- **Text passage**
ESI has a more complex ionisation mechanism, relying heavily on droplet charge excess and as such there are many more factors to consider when exploring the cause of ion suppression. It has been widely observed that for many analytes, at high concentrations, ESI exhibits a loss of detector response linearity, perhaps due to reduced charge excess caused by analyte saturation at the droplet surface, inhibiting subsequent ejection of gas phase ions from further inside the droplet. Thus competition for space and/or charge may be considered as a source of ion suppression in ESI. Both physical and chemical properties of analytes (e.g. basicity and surface activity) determine their inherent ionisation efficiency. Biological sample matrices naturally tend to contain many endogenous species with high basicity and surface activity, hence the total concentration of these species in the sample will quickly reach levels at which ion suppression should be expected.

Another explanation of ion suppression in ESI considers the physical properties of the droplet itself rather than the species present. High concentrations of interfering components give rise to an increased surface tension and viscosity, giving a reduction in desolvation (solvent evaporation), which is known to have a marked effect of ionisation efficiency.

The third proposed theory for ion suppression in ESI relates to the presence of non-volatile species which can either cause co-precipitation of analyte in the droplet (thus preventing ionisation) or prevent the contraction of droplet size to the critical radius required for the ion evaporation and/or charge residue mechanisms to form gas phase ions efficiently.

It is worthwhile to consider that the degree of ion suppression may be dependent on the concentration of the analyte being monitored. A higher analyte/matrix ratio can give a reduced effect of ion suppression.

==Approaches to negating ion suppression==

There are several strategies for removal and/or negation of ion suppression. These approaches may require in-depth understanding of the ionisation mechanisms involved in different ionisation sources or may be completely independent of the physical factors involved.

=== Chromatographic separation ===

If the chromatographic separation can be modified to prevent coelution of suppressing species then other approaches need not be considered. The effect of chromatographic modification may be evaluated using the detector response monitoring under constant infusion approach described previously.

=== Sample preparation ===
An effective sample preparation protocol, usually involving either liquid-liquid extraction (LLE) or solid phase extraction (SPE) and frequently derivatisation can remove ion suppressing species from the sample matrix prior to analysis. These common approaches may also remove other interferences, such as isobaric species.

Protein precipitation is another method that can be employed for small molecule analysis. Removal of all protein species from the sample matrix may be effective in some cases, although for many analytes, ion suppressing species are not of protein origin and so this technique is often used in conjunction with extraction and derivatisation.

=== Sample concentration and mobile phase flow rate ===
Dilution of sample or reducing the volume of sample injected may give a reduction of ion suppression by reducing the quantity of interfering species present, although the quantity of analyte of interest will also be reduced, making this an undesirable approach for trace analysis.

Similar is the effect of reducing the mobile phase flow rate to the nanolitre-per-minute range since, in addition to resulting in improved desolvation, the smaller droplets formed are more tolerant to the presence of non-volatile species in the sample matrix.

=== Choice of ionization source ===
APCI generally suffers less ion suppression than ESI, as discussed previously. Where possible, if ion suppression is unavoidable it may be advisable to switch from ESI to APCI. If this is not possible, it may be useful to switch the ESI ionisation mode from positive to negative. Since fewer compounds are ionisable in negative ionisation mode, it is entirely possible that the ion suppressing species may be removed from the analysis. However, it should also be considered that the analyte of interest may not be ionised effectively in negative mode either, rendering this approach useless.

- **Dataset excerpts**
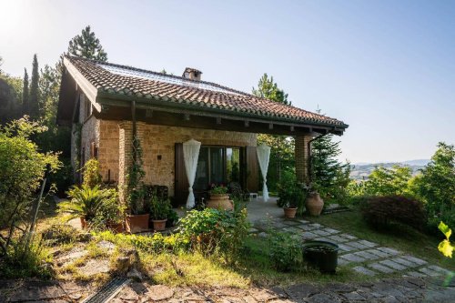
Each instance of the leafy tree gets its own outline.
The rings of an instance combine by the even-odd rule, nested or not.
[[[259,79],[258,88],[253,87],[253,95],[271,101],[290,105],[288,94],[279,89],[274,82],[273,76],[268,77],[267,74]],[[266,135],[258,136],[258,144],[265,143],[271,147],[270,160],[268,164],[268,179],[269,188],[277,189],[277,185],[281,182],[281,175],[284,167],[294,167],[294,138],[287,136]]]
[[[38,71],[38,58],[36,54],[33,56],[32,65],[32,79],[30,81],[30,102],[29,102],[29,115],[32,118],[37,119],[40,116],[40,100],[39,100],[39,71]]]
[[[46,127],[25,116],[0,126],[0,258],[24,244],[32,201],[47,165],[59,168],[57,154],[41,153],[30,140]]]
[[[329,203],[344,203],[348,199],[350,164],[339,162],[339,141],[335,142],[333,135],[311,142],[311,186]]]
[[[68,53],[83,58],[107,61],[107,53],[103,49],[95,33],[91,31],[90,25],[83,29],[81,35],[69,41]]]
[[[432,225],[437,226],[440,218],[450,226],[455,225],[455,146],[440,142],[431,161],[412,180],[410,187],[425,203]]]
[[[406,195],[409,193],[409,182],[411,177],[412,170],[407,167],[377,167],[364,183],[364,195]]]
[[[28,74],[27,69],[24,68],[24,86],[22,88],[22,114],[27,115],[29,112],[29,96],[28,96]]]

- **Action item**
Summarize the ion suppression text above in three sentences.

- **Solution**
In ESI, ion suppression is attributed to competition for droplet space and charge, to higher surface tension and viscosity that reduce desolvation, and to non-volatile species that either co-precipitate the analyte or keep droplets from shrinking to the critical radius needed to form gas phase ions. It can be reduced by modifying the chromatographic separation to prevent coelution of suppressing species, or by sample preparation such as liquid-liquid or solid phase extraction, derivatization, and protein precipitation. Other options are diluting the sample or injecting less, lowering the mobile phase flow rate to the nanoliter-per-minute range, switching from ESI to APCI, or switching ESI from positive to negative mode, although dilution is undesirable for trace analysis and the analyte may not ionize effectively in negative mode.